[Referring expression pointing data]
----------------

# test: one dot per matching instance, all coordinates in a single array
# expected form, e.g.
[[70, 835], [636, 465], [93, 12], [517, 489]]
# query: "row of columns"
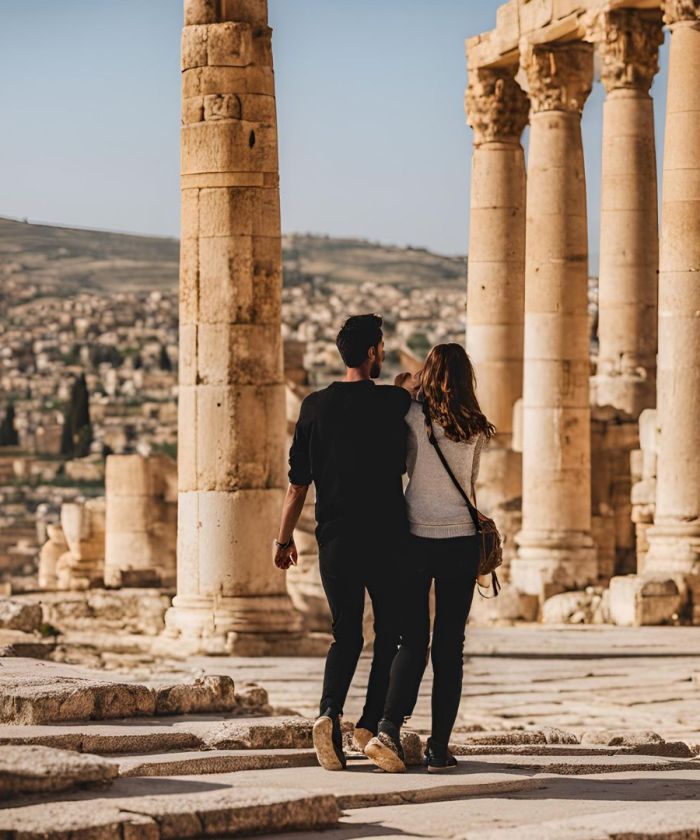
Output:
[[544, 332]]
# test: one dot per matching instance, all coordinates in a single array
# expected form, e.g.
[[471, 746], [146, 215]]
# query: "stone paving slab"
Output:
[[672, 749], [179, 814], [657, 821], [560, 798], [32, 769], [363, 784], [574, 765], [214, 761]]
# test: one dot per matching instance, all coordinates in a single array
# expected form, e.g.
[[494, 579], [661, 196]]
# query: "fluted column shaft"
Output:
[[497, 110], [231, 425], [629, 41], [555, 549], [674, 540]]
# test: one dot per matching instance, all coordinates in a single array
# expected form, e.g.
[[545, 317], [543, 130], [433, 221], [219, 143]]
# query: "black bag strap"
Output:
[[433, 440]]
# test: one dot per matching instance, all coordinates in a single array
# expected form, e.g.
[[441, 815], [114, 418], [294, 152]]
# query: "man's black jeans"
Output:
[[349, 566], [453, 564]]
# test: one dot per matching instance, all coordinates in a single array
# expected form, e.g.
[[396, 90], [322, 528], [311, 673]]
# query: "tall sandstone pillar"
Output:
[[629, 42], [555, 548], [231, 426], [497, 110], [674, 540]]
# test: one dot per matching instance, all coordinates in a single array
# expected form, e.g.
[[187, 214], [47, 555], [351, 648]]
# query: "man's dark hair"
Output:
[[356, 336]]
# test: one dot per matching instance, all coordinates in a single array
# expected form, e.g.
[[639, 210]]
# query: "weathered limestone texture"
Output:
[[614, 436], [141, 520], [636, 601], [643, 464], [231, 459], [50, 553], [674, 540], [83, 526], [628, 42], [497, 110], [555, 548]]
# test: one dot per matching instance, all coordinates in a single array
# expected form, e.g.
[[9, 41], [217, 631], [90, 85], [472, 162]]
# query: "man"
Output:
[[350, 441]]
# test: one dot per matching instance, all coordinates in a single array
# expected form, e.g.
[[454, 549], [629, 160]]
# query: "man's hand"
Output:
[[409, 381], [283, 558]]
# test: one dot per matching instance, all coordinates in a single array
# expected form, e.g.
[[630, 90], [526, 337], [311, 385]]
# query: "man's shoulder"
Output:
[[396, 397]]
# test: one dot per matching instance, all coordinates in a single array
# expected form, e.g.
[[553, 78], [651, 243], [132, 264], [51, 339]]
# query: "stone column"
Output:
[[629, 42], [231, 426], [674, 540], [497, 110], [555, 548]]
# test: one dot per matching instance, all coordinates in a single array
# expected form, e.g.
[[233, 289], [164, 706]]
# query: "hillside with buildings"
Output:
[[49, 259]]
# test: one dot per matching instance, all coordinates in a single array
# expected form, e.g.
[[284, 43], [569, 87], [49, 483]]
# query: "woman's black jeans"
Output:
[[453, 564]]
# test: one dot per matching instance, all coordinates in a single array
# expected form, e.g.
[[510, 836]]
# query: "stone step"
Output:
[[195, 763], [256, 801], [645, 802], [182, 810], [32, 769], [155, 735], [39, 692]]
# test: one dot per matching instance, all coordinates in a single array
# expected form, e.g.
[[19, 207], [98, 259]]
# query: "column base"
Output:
[[551, 562], [674, 550], [265, 625]]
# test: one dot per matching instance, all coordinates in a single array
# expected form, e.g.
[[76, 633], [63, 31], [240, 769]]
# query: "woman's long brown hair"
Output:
[[448, 385]]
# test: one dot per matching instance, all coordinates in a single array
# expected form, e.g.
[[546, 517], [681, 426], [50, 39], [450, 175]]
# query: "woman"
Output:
[[443, 548]]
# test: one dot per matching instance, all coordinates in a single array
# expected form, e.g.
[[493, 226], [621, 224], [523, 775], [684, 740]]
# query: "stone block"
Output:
[[201, 81], [229, 44], [242, 429], [226, 279], [221, 106], [200, 12], [648, 430], [584, 607], [240, 354], [644, 492], [273, 734], [638, 600], [194, 47], [36, 769], [228, 146], [209, 693], [18, 615]]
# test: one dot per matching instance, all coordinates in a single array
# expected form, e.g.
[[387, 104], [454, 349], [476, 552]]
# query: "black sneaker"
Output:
[[385, 748], [328, 742], [438, 759]]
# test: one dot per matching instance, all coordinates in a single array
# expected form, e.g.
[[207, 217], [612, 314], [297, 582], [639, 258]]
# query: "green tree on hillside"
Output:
[[77, 429], [8, 433]]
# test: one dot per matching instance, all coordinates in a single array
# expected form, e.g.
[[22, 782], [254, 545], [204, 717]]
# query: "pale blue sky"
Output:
[[373, 141]]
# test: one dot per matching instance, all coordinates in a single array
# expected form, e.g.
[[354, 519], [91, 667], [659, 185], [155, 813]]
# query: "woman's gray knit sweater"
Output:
[[435, 507]]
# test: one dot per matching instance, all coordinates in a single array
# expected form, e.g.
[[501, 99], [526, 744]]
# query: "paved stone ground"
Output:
[[576, 678], [213, 775]]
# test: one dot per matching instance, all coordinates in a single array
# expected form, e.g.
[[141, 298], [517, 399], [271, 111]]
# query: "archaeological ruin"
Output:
[[593, 476]]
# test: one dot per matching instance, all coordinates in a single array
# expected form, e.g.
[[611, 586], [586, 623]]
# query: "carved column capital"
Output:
[[629, 41], [559, 75], [676, 11], [497, 107]]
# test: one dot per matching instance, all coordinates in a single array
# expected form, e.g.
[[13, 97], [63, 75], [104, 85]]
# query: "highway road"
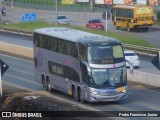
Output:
[[27, 41], [140, 97], [79, 18]]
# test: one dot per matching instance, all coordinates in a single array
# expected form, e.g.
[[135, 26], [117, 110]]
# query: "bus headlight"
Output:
[[123, 91]]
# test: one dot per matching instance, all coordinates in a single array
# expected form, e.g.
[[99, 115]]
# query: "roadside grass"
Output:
[[157, 23], [127, 39]]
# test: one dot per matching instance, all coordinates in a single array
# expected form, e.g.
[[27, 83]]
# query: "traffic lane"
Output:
[[17, 39], [20, 72], [140, 97], [80, 19]]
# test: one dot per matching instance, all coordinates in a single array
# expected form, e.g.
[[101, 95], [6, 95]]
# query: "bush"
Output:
[[158, 16]]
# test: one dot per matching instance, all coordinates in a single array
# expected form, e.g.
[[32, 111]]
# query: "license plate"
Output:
[[120, 89]]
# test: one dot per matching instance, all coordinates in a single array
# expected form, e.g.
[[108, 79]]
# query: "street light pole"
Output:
[[56, 12], [12, 4], [91, 6]]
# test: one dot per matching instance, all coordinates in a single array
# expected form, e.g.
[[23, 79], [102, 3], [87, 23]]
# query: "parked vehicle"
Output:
[[3, 11], [133, 17], [62, 19], [88, 66], [131, 57], [95, 23]]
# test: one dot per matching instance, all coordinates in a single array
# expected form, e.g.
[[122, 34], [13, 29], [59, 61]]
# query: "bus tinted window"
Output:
[[104, 54]]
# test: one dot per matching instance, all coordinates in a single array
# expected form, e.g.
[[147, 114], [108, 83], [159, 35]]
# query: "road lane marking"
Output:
[[16, 58], [21, 79], [152, 91], [155, 108], [25, 72]]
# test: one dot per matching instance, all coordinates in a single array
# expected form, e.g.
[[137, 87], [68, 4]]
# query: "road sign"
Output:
[[29, 17], [104, 15], [3, 68], [156, 61]]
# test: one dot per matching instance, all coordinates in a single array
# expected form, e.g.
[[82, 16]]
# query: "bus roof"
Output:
[[130, 6], [74, 35]]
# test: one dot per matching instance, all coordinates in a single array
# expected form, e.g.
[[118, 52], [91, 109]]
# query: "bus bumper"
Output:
[[101, 98]]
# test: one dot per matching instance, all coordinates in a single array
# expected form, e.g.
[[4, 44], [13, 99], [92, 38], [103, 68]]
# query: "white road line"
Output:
[[155, 108], [152, 91], [16, 58], [25, 72], [21, 79], [14, 85]]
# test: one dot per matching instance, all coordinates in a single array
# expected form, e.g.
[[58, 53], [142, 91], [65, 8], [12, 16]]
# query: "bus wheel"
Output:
[[43, 82], [145, 29], [81, 97], [128, 28], [117, 28], [48, 85], [74, 94]]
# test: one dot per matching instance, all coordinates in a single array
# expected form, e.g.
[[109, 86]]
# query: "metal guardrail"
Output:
[[141, 49], [16, 30]]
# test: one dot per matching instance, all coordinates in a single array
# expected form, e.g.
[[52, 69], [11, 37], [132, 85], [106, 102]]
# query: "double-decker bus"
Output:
[[87, 66], [132, 17]]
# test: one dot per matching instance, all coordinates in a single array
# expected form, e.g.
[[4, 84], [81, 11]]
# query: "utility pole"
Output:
[[56, 12], [91, 2]]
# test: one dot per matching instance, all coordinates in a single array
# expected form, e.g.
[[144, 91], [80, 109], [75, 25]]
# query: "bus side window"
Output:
[[82, 51], [74, 50]]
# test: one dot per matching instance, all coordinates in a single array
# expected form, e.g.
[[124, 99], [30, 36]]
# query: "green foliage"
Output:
[[158, 16], [127, 39]]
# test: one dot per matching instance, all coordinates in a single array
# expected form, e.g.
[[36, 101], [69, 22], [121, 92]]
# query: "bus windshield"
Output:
[[108, 78], [104, 54]]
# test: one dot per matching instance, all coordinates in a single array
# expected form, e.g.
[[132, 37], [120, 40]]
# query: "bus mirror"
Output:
[[88, 67], [75, 54], [130, 66]]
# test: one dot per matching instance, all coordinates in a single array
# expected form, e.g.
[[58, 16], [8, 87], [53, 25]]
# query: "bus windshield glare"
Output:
[[108, 78], [104, 54]]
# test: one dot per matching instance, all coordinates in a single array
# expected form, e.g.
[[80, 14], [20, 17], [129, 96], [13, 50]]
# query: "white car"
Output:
[[131, 57], [62, 19]]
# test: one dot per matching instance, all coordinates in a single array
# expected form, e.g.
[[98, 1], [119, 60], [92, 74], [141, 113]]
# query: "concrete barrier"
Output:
[[138, 76], [144, 78], [16, 49]]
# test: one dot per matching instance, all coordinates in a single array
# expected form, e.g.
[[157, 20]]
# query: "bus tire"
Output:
[[81, 97], [117, 28], [48, 84], [74, 94], [128, 28], [43, 82], [145, 29]]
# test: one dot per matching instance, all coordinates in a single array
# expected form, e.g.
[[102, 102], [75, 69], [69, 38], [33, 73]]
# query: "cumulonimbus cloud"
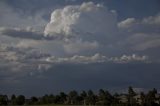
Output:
[[87, 19], [27, 33]]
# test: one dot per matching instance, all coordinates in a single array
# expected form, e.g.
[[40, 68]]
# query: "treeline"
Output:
[[103, 97]]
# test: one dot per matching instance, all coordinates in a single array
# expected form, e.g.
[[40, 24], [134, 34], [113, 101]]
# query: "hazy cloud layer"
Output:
[[87, 19], [75, 43]]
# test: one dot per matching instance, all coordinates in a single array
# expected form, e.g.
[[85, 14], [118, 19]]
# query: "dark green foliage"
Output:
[[3, 100], [20, 100], [103, 98]]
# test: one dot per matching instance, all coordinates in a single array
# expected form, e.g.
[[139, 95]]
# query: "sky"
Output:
[[48, 46]]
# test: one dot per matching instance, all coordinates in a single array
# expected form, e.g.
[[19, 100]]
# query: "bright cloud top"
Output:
[[85, 19]]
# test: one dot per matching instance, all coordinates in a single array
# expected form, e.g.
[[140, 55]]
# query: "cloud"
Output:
[[127, 23], [140, 34], [129, 58], [78, 59], [152, 20], [143, 41], [87, 19], [78, 46], [27, 33], [98, 58]]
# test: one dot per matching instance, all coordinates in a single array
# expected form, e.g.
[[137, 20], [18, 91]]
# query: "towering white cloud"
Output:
[[81, 20]]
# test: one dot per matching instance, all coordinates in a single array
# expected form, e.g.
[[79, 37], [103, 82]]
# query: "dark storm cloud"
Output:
[[23, 33], [66, 77]]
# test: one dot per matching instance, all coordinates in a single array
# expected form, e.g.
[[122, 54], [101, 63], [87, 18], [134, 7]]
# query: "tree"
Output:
[[34, 100], [150, 97], [84, 97], [73, 97], [91, 98], [13, 99], [63, 97], [143, 101], [131, 94], [3, 100], [20, 100]]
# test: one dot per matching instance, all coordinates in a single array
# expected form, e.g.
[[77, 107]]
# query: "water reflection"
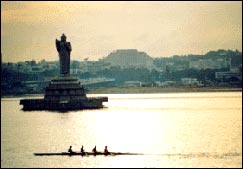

----------------

■ WHAT THE TASK REQUIRES ■
Copy each line of the data above that holds "green".

■ PROBLEM SOLUTION ■
# query: "green tree on hillside"
# query: "green foliage"
# query: "dark green foliage"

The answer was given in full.